待解决问题 =>
A – 在JanusGraph集群搭建一文中，“下载和启动实例”部分有哪几个编号步骤？按顺序列出各步骤的标题。
B – 据JanusGraph集群搭建一文，生产环境用什么作为Storage backend？
C – 从JanusGraph集群搭建一文最后一句之后接着往下写。

文本块 =>
********
JanusGraph集群搭建，多图配置及索引博客分类： java;janusGraph cassandra数据挖掘janusGraph

程序员文章站 2024-03-15 09:56:11

...

下载和启动实例
1、下载和启动Cassandra，生产环境会使用HBase作为Storage backend，但在开发环境部署HBase比较复杂

http://cassandra.apache.org/download/    下载3.11.2

解压后 sh bin/cassandra -f，默认绑定IP：127.0.0.1 PORT：9042

启动thrift，sh ./bin/nodetool enablethrift    默认绑定IP：127.0.0.1 PORT：9160

2、下载和启动ES

JanusGraph的发布包自带ES，sh /elasticsearch/bin/elasticsearch，默认绑定IP：127.0.0.1 PORT:9200

也可以使用独立的ES，但建议5.0以上版本。

PS：centos6下启动es5.0以上版本遇到的问题及解决方法

[1]: max file descriptors [10240] for elasticsearch process is too low, increase to at least [65536]

ulimit -n 65536
[2]: max virtual memory areas vm.max_map_count [65530] is too low, increase to at least [262144]

修改/etc/sysctl.conf配置文件，

cat /etc/sysctl.conf | grep vm.max_map_count
vm.max_map_count=262144

如果不存在则添加

echo "vm.max_map_count=262144" >>/etc/sysctl.conf

sysctl -p

[3]: system call filters failed to install; check the logs and fix your configuration or disable system call filters at your own risk

在elasticsearch.yml中配置bootstrap.system_call_filter为false，注意要在Memory下面:
bootstrap.memory_lock: false
bootstrap.system_call_filter: false

3、下载和安装JanusGraph

https://github.com/JanusGraph/janusgraph/releases/    下载janusgraph-0.2.0-hadoop2.zip

编辑janusgraph-cassandra-es.properties，将es和cassandra的ip指定为步骤1，2中的IP

sh bin/gremlin.sh

graph = JanusGraphFactory.open("conf/janusgraph-cassandra-es.properties")，如提示standardjanusgraph[cassandrathrift:[127.0.0.1]]，则配置成功

4、启动gremlin server

修改conf/gremlin-server/gremlin-server.yaml，确定properties文中的cassandra和es的ip正确

sh bin/gremlin-server.sh

使用gremlin.sh测试是否可以连上服务，:remote connect tinkerpop.server conf/remote.yaml

组建集群及多图
1、GremlinServer多图配置

服务器gremlin-server.yaml中可以设置多个graph的properties文件

graphs: {
graph: conf/gremlin-server/janusgraph-cassandra-es-server.properties,
pressureGraph: conf/gremlin-server/janusgraph-pressure.properties
}

janusgraph-pressure.properties中需要声明keyspace和index-name，否则会按照默认名字janusgraph建立存储和索引。多个properties指向同一个图。
********
展示材料 =>
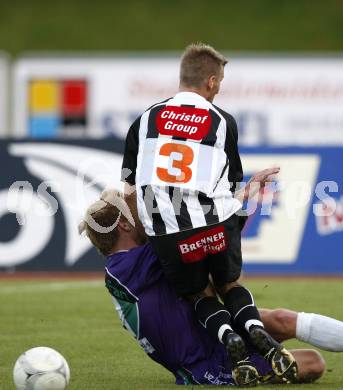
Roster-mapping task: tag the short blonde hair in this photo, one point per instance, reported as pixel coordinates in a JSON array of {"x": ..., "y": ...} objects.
[
  {"x": 198, "y": 62},
  {"x": 101, "y": 220}
]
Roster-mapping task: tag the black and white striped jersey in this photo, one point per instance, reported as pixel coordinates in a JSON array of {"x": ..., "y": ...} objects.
[{"x": 182, "y": 155}]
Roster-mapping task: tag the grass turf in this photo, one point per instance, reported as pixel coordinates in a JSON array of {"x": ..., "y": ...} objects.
[{"x": 77, "y": 319}]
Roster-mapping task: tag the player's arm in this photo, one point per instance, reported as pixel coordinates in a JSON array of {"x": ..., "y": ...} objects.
[
  {"x": 129, "y": 166},
  {"x": 256, "y": 183}
]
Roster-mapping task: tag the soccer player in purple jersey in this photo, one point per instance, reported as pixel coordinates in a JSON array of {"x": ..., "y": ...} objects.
[{"x": 164, "y": 325}]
********
逐题结果 =>
A –
1、下载和启动Cassandra
2、下载和启动ES
3、下载和安装JanusGraph
4、启动gremlin server

B – HBase。

C –
storage.hostname=10.*.*.*
storage.cassandra.keyspace=pressure

index.pressure.hostname=10.*.*.*:9200

index.pressure.index-name=pressure

PS:可使用cqlsh describe keyspaces ， curl -XGET 10.*.*.*:9200/_cat/indices查看存储及索引情况

scripts/empty-sample.groovy,增加traversalSource，对应不同的graph

globals << [g : graph.traversal(), p : pressureGraph.traversal()]

2、集群配置配置

客户端remote-objects.yaml，指定多实例IP，并实现负载均衡

hosts: [10.*.*.*,10.*.*.*]

jgex-remote.properties指定服务器上的traversalSource

gremlin.remote.driver.sourceName=p

索引优化及检查
1、composite索引，基于storage backend实现，仅支持相等（完全匹配），速度快

    mgmt.buildIndex('copIndustryCode', Vertex.class).addKey(industryCode).buildCompositeIndex()

2、mixed索引，基于index backend实现，支持如ES的特性，速度慢于composite索引。最后一个参数为index-name。

    mgmt.buildIndex('mixCompanyCode', Vertex.class).addKey(companyCode).buildMixedIndex("pressure")
3、可以使用gramlin.sh进行检索，如提示Query requires iterating over all vertices [(companyCode = 10)]. For better performance, use indexes，则表示未使用索引。

相反则代表使用了索引

gremlin> g.V().has("companyCode", textContains("1000")).valueMap()
==>[companyCode:[1000],companyName:[机构1000]]
gremlin> g.V().has("companyCode", "10").valueMap()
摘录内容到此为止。